= What you are asked to do =
Everything from the line with "the white lower" through the last line of the records below should be copied exactly, both ends included.

Data extracted from a collection
◇ ◇ ◇ ◇ ◇ ◇ ◇
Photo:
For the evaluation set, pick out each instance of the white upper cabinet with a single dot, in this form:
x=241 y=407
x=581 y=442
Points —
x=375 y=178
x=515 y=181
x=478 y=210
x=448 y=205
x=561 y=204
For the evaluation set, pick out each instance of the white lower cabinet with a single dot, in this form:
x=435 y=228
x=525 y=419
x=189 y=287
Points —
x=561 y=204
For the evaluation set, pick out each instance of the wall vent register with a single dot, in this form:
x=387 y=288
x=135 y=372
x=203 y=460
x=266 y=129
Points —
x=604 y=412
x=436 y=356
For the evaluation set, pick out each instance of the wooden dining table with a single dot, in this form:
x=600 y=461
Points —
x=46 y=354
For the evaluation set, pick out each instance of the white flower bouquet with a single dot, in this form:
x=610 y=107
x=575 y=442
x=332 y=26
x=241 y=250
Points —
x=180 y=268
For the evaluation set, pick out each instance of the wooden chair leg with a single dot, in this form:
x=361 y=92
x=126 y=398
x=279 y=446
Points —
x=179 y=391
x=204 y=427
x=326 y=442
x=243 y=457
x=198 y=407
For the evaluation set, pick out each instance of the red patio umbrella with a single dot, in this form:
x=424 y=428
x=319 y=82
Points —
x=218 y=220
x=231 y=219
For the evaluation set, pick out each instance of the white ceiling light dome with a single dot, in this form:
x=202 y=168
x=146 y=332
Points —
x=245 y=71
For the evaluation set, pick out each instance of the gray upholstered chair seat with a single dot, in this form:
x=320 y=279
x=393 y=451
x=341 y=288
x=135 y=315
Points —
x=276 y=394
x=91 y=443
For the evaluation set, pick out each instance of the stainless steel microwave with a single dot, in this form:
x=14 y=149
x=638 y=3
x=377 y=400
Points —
◇ ◇ ◇ ◇ ◇ ◇ ◇
= Written solution =
For the evaluation set, pick out each instance of the white lower cabinet with a single dot, in this form:
x=435 y=228
x=525 y=419
x=189 y=287
Points —
x=561 y=204
For the evaluation set, pick out each instance of the wall vent register with a single dot, in this form:
x=387 y=288
x=135 y=372
x=203 y=460
x=266 y=129
Points —
x=604 y=412
x=436 y=356
For the evaluation set, pick out each instance of the wooden dining table with a single dot, in this form:
x=600 y=461
Points —
x=46 y=354
For the evaluation set, pick out each instance of the white flower bouquet with a single dot, in this form:
x=610 y=107
x=575 y=442
x=332 y=26
x=241 y=250
Points —
x=180 y=268
For the evaluation set, pick out each instance of the wooden chair leg with a single dot, in this form:
x=361 y=92
x=126 y=398
x=279 y=446
Points —
x=179 y=391
x=204 y=427
x=326 y=442
x=243 y=457
x=198 y=407
For the evaluation set, pick out each instance of the red patio umbrella with a single dot, in this form:
x=424 y=428
x=319 y=82
Points —
x=218 y=220
x=231 y=219
For the evaluation set, pick out each instance of the white ceiling light dome with a single dot, in this form:
x=202 y=168
x=146 y=332
Points —
x=245 y=71
For the evaluation set, pick out each instance of the gray upholstered chair seat with a single dot, in this form:
x=320 y=279
x=393 y=451
x=341 y=288
x=135 y=315
Points —
x=276 y=394
x=91 y=443
For the evaluation set, pick out each instance of the stainless steel microwave with a single dot, in this form:
x=14 y=149
x=638 y=3
x=377 y=400
Points —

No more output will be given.